--- Start of Entries ---

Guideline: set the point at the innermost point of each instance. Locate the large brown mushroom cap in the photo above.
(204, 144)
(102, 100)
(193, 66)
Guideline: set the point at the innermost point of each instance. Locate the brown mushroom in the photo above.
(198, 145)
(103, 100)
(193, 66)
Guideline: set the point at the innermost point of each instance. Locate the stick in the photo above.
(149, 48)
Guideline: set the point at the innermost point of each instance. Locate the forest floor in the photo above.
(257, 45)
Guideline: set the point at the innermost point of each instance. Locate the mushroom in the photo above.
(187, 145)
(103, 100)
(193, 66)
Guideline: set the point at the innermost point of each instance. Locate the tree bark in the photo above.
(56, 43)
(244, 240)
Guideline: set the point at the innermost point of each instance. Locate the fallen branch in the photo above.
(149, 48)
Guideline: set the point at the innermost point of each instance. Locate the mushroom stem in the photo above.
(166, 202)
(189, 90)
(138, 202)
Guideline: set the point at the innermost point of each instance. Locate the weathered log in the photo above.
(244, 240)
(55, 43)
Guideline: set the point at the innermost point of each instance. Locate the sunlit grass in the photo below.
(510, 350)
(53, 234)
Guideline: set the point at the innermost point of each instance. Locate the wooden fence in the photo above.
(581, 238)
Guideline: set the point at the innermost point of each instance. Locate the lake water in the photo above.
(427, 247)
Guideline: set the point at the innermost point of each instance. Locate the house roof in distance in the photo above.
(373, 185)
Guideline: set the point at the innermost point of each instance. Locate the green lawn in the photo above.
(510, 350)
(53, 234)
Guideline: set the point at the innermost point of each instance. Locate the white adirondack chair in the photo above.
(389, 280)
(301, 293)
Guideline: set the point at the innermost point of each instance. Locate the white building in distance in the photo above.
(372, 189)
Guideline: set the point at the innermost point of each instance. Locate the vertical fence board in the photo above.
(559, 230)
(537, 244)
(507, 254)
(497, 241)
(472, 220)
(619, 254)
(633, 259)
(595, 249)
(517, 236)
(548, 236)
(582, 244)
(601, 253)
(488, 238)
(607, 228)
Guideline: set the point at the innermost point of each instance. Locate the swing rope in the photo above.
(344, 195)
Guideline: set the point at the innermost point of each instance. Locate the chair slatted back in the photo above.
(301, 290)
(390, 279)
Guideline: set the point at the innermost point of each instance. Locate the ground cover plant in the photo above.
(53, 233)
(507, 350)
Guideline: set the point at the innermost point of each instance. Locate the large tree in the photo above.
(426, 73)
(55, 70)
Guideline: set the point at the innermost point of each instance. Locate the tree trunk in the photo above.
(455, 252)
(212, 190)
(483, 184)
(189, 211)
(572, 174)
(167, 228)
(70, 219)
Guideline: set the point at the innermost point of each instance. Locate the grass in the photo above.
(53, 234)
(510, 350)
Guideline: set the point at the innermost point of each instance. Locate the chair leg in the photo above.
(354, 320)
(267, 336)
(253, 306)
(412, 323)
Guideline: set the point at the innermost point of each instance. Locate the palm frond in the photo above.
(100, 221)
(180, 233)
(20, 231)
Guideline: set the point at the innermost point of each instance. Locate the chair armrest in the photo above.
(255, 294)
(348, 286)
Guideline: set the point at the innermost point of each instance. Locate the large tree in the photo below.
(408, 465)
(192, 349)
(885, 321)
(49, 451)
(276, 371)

--- End of Entries ---

The request:
Recast every line of the entries above as a Markdown table with the columns Row and Entry Line, numbering the rows in order and omitting any blank lines.

Completed task:
| Row | Entry Line |
|---|---|
| 1 | Guideline: set the point at the innermost point of each instance. Locate the large brown mushroom cap in the photo above. |
| 2 | (204, 144) |
| 3 | (102, 100) |
| 4 | (193, 66) |
| 5 | Guideline: set the point at the innermost point of each instance. Locate the brown mushroom in the photo above. |
| 6 | (198, 145) |
| 7 | (103, 100) |
| 8 | (193, 66) |
| 9 | Guideline: set the point at the innermost point of each instance. Locate the stick in the photo above. |
| 10 | (149, 48) |
| 11 | Guideline: set the point at the innermost point of each instance. Locate the forest floor in the photo above. |
| 12 | (257, 45) |
| 13 | Guideline: set the point at the innermost point of each instance. Locate the mushroom in the photo above. |
| 14 | (187, 145) |
| 15 | (103, 100) |
| 16 | (193, 66) |
| 17 | Guideline: set the point at the innermost point of each instance. Locate the tree bark in the photo above. |
| 18 | (56, 43) |
| 19 | (244, 240) |
| 20 | Guideline: set the point at the innermost point of each instance. Locate the fallen branch in the photo above. |
| 21 | (149, 48) |
| 22 | Guideline: set the point at the innermost point of each instance. Locate the mushroom stem in the photo above. |
| 23 | (166, 202) |
| 24 | (189, 90) |
| 25 | (138, 202) |
| 26 | Guideline: set the point at the innermost point of each instance. Locate the weathered log in the photo above. |
| 27 | (244, 240) |
| 28 | (55, 43) |
| 29 | Guideline: set the point at the innermost point of each instance. Locate the sunlit grass in the photo below. |
| 30 | (510, 350) |
| 31 | (53, 234) |
| 32 | Guideline: set the point at the innermost point of each instance. Locate the wooden fence in the photo above. |
| 33 | (581, 238) |
| 34 | Guideline: set the point at the innermost point of each instance. Locate the lake water in the photo above. |
| 35 | (427, 247) |
| 36 | Guideline: set the point at the innermost point of each instance. Locate the house roof in distance in the photo above. |
| 37 | (373, 185) |
| 38 | Guideline: set the point at the innermost point of each instance. Locate the green lawn in the photo above. |
| 39 | (510, 350) |
| 40 | (53, 234) |
| 41 | Guideline: set the point at the innermost point of each instance. Locate the white adirondack chair in the photo above. |
| 42 | (389, 280) |
| 43 | (301, 293) |
| 44 | Guideline: set the point at the innermost point of each instance. Locate the white building in distance in the photo above. |
| 45 | (372, 189) |
| 46 | Guideline: set the point at the innermost point of each instance. Locate the vertical fence board in the photo above. |
| 47 | (559, 230) |
| 48 | (537, 244) |
| 49 | (507, 254) |
| 50 | (497, 241) |
| 51 | (472, 220) |
| 52 | (619, 254) |
| 53 | (633, 259) |
| 54 | (595, 249) |
| 55 | (517, 236) |
| 56 | (548, 236) |
| 57 | (582, 244) |
| 58 | (601, 253) |
| 59 | (488, 238) |
| 60 | (607, 228) |
| 61 | Guideline: set the point at the innermost point of each instance. Locate the swing rope in the photo above. |
| 62 | (344, 195) |
| 63 | Guideline: set the point at the innermost point of each instance. Locate the chair slatted back in the photo above. |
| 64 | (301, 290) |
| 65 | (390, 279) |
| 66 | Guideline: set the point at the innermost point of each instance. Locate the ground cover plant in the photo above. |
| 67 | (53, 233) |
| 68 | (507, 350) |
| 69 | Guideline: set the point at the innermost point of each instance. Locate the large tree in the photo above. |
| 70 | (426, 73) |
| 71 | (55, 70) |
| 72 | Guideline: set the point at the innermost point of each instance. Locate the tree trunk in the photo above. |
| 73 | (455, 252) |
| 74 | (212, 190) |
| 75 | (483, 184) |
| 76 | (189, 211) |
| 77 | (572, 174) |
| 78 | (167, 228) |
| 79 | (70, 219) |
| 80 | Guideline: set the point at the innermost point of each instance. Locate the grass in the photo above. |
| 81 | (53, 234) |
| 82 | (510, 350) |
| 83 | Guideline: set the point at the innermost point of each instance. Locate the chair leg in the photo above. |
| 84 | (354, 320) |
| 85 | (267, 336) |
| 86 | (253, 306) |
| 87 | (412, 323) |
| 88 | Guideline: set the point at the innermost point of each instance. Locate the palm frond in the photo above. |
| 89 | (100, 221) |
| 90 | (180, 233) |
| 91 | (20, 231) |
| 92 | Guideline: set the point at the innermost point of each instance. Locate the chair armrest in the photo above. |
| 93 | (255, 294) |
| 94 | (348, 286) |
| 95 | Guideline: set the point at the innermost point of each instance. Locate the large tree in the photo below. |
| 96 | (408, 465) |
| 97 | (192, 349) |
| 98 | (885, 321) |
| 99 | (49, 451) |
| 100 | (276, 371) |